= DATA FOR THIS TASK =
------------------------------------------------------------------------

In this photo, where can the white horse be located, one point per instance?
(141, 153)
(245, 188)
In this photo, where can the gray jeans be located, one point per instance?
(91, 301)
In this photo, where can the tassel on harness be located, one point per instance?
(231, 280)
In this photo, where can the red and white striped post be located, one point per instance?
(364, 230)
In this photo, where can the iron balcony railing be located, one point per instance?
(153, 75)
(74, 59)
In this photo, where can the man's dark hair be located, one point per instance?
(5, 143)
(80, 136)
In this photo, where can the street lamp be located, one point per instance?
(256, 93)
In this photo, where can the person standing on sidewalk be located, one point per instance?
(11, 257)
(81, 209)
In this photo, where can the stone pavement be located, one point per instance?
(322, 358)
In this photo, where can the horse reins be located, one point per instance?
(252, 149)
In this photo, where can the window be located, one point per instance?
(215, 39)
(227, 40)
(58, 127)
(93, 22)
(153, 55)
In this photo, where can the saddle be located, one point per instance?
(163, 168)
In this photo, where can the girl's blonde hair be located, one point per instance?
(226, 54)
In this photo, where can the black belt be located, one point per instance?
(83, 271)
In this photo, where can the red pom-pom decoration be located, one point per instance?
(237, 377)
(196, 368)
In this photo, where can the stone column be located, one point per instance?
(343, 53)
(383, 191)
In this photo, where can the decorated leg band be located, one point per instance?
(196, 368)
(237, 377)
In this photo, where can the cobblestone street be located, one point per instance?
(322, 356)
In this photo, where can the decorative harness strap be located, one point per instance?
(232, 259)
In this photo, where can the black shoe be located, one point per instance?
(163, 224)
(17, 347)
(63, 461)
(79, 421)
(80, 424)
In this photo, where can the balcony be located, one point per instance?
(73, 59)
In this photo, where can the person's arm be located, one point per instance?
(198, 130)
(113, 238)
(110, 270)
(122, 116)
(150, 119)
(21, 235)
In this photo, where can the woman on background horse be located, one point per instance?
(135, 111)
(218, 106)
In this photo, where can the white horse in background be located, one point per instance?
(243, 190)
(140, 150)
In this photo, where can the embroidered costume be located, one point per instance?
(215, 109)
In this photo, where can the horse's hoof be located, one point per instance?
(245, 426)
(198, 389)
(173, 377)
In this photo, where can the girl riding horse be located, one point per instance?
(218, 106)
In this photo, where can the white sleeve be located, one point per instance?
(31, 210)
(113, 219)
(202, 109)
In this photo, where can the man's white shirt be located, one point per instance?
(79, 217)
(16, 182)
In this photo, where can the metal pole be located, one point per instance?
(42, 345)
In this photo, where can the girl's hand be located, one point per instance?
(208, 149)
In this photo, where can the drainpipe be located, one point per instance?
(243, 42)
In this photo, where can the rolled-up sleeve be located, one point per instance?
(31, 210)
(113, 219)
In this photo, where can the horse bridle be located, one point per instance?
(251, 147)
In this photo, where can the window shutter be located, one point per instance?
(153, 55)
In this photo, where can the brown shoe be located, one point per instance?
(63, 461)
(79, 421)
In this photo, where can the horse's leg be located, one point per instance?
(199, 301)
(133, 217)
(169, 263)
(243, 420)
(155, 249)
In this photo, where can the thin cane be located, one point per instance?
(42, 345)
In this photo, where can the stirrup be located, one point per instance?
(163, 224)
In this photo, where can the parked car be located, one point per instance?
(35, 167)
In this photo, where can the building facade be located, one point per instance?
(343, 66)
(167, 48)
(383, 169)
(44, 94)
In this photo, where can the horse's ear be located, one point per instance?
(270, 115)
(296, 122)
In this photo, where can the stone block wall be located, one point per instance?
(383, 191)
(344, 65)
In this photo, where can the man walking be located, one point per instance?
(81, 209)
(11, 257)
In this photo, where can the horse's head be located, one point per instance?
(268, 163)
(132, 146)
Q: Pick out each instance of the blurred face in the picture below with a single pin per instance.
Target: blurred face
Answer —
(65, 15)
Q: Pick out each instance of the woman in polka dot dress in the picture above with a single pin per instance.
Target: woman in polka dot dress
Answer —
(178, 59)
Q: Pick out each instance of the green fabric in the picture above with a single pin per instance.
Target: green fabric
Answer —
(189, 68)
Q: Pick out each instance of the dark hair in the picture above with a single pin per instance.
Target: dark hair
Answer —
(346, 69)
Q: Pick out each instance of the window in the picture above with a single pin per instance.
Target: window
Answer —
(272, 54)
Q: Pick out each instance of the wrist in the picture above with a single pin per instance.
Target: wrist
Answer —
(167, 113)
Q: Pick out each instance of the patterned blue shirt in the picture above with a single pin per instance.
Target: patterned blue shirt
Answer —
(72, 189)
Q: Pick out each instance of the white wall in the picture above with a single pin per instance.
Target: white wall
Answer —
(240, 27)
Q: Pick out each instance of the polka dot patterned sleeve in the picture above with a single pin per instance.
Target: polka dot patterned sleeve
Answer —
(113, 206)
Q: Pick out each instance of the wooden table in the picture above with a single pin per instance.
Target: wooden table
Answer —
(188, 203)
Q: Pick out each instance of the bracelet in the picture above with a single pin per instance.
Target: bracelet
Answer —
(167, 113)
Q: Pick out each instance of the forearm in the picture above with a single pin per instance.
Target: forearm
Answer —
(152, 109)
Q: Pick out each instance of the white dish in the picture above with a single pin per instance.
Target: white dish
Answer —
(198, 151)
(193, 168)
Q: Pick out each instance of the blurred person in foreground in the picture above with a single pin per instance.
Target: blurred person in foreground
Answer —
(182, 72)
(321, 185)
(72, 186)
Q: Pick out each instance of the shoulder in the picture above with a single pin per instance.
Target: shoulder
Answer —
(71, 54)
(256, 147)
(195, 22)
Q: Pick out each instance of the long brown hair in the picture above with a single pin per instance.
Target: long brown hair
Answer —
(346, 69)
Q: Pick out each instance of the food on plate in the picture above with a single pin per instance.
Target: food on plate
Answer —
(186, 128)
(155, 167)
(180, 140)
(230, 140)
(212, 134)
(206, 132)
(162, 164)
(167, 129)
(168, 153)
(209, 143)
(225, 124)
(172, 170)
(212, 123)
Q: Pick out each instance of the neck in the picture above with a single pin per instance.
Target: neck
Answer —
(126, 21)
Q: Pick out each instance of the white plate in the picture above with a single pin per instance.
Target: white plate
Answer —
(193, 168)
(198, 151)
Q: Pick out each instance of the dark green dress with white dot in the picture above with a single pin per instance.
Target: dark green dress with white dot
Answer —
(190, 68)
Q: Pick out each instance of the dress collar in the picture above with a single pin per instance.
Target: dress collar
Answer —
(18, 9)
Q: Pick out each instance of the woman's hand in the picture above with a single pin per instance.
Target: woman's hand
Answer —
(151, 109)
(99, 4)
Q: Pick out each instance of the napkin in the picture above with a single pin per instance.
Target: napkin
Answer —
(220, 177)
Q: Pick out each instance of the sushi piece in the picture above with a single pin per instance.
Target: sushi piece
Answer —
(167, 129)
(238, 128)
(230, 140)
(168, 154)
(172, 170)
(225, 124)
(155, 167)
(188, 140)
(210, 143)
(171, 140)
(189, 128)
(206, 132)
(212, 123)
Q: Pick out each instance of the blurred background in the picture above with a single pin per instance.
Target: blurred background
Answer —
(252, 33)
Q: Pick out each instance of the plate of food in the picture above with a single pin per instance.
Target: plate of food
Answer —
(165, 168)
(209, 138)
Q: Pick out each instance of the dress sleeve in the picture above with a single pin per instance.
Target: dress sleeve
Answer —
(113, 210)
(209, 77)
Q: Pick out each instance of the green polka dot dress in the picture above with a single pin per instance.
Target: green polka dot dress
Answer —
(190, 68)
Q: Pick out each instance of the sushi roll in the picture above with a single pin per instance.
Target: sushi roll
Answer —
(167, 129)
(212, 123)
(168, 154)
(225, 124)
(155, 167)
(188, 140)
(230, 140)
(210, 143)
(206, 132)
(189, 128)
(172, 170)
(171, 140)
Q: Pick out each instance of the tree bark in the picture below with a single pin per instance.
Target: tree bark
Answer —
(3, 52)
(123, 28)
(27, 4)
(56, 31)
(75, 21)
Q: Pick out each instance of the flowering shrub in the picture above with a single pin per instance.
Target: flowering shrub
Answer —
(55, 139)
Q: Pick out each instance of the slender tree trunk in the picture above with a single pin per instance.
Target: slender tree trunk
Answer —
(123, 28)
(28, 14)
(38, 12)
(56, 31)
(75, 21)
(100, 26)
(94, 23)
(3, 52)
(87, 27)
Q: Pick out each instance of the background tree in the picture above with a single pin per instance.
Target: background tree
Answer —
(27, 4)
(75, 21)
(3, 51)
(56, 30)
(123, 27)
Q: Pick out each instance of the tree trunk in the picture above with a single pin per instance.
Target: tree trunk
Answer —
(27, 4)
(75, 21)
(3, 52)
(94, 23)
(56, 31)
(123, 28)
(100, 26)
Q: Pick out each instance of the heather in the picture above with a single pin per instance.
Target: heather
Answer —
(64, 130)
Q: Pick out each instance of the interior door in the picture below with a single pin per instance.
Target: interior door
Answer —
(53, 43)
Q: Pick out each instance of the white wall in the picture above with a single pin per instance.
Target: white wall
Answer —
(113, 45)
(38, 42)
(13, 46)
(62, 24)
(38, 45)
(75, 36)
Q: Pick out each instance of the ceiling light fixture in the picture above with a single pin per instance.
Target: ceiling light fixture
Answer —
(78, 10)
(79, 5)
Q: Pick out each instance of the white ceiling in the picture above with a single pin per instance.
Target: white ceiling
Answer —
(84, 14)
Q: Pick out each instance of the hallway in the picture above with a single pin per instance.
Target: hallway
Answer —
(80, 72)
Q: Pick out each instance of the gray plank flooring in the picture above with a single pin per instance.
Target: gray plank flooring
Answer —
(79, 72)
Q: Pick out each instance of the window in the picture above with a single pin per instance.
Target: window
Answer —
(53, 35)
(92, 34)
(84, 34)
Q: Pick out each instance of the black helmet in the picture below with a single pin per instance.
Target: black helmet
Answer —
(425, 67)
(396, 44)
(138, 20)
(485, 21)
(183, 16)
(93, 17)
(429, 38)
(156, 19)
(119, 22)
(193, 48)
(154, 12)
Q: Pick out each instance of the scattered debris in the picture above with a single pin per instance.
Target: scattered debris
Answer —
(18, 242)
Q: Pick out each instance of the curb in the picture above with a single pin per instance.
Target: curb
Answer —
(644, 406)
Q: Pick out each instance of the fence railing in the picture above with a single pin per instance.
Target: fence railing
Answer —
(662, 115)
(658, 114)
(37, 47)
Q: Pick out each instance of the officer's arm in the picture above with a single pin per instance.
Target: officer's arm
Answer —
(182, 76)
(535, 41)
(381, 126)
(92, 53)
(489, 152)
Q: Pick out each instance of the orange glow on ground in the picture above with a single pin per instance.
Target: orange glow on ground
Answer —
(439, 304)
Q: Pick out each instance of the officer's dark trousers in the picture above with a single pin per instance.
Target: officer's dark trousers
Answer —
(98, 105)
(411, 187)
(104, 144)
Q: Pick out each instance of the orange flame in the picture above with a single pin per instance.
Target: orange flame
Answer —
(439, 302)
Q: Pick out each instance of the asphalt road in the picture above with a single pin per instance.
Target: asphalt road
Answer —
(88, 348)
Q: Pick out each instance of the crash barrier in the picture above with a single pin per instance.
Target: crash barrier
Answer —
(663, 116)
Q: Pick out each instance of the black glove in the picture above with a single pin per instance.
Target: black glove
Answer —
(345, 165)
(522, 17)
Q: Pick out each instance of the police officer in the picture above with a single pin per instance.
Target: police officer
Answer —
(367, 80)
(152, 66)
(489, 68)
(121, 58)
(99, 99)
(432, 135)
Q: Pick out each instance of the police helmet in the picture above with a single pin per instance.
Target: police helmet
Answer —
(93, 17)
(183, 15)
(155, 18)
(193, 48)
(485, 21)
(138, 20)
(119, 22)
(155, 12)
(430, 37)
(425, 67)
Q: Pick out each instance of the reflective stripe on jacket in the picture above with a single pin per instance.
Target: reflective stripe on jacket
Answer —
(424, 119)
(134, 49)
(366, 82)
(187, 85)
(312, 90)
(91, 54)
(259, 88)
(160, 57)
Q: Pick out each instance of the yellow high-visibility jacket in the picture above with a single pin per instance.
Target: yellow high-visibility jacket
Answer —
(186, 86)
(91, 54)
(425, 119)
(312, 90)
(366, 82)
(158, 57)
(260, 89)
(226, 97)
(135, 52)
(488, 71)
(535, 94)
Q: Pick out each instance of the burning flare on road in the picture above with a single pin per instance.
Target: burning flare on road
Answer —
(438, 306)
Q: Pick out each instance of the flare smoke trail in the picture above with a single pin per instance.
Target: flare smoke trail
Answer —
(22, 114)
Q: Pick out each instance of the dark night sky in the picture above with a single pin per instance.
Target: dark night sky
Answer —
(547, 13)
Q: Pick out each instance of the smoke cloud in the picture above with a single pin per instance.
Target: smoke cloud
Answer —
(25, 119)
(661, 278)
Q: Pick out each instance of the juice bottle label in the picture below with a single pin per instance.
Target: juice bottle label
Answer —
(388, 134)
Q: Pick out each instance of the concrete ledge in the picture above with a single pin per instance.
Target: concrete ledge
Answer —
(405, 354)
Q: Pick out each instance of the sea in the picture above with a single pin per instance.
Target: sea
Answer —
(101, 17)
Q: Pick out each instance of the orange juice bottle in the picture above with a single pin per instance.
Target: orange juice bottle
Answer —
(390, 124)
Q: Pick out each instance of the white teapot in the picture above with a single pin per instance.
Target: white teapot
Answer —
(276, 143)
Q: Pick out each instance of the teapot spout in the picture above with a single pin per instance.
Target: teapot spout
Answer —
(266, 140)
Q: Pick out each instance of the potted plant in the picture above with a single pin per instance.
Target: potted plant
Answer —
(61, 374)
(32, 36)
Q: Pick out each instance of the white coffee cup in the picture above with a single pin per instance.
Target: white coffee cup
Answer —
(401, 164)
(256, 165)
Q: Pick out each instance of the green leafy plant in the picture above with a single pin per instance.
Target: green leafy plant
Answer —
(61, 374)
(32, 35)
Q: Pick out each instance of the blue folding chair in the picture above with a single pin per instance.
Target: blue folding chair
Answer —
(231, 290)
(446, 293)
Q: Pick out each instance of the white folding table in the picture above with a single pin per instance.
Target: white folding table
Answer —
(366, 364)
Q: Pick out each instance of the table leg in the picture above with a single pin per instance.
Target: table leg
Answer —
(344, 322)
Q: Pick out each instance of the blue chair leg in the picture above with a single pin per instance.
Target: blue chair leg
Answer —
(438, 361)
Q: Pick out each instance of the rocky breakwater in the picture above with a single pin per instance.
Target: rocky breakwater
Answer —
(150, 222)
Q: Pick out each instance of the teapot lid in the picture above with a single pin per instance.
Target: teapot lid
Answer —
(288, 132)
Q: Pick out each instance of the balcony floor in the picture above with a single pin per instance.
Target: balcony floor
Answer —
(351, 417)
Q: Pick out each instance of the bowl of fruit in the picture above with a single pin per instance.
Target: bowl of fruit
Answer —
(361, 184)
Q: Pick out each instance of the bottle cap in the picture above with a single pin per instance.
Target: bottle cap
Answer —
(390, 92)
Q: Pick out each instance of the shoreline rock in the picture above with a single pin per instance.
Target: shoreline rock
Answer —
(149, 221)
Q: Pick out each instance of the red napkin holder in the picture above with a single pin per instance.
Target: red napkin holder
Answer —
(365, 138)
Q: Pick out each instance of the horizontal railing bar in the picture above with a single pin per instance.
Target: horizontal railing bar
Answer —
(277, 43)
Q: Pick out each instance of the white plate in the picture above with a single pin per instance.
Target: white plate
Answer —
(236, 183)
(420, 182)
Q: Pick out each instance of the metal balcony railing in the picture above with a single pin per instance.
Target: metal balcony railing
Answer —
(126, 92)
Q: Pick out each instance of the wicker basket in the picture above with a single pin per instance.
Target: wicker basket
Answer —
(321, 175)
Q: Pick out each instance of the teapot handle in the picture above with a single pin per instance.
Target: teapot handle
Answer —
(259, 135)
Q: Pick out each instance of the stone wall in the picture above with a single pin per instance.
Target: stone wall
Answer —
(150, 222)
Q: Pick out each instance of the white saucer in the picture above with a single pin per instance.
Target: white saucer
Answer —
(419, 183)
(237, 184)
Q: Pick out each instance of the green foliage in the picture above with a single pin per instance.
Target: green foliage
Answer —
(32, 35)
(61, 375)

------------------------------------------------------------------------

= THE PROBLEM =
Find the line with "Q: Pick out each instance of the wicker" in the listing above, then write out that line and each remaining line exactly, with no other text.

= SOLUTION BELOW =
Q: Pick out each instance of the wicker basket in the picture above with a single pin per instance.
Target: wicker basket
Answer —
(321, 175)
Q: Pick out each instance of the teapot handle in the picture above with a single pin per instance.
Target: teapot handle
Answer —
(259, 135)
Q: Pick out each instance of the stone wall in the picture above with a single pin per instance.
Target: stone wall
Answer —
(150, 222)
Q: Pick out each instance of the white saucer in the picture above with a single pin per instance.
Target: white saucer
Answer —
(419, 183)
(237, 184)
Q: Pick out each instance of the green foliage in the picture above with a single pin per instance.
Target: green foliage
Answer —
(32, 35)
(61, 375)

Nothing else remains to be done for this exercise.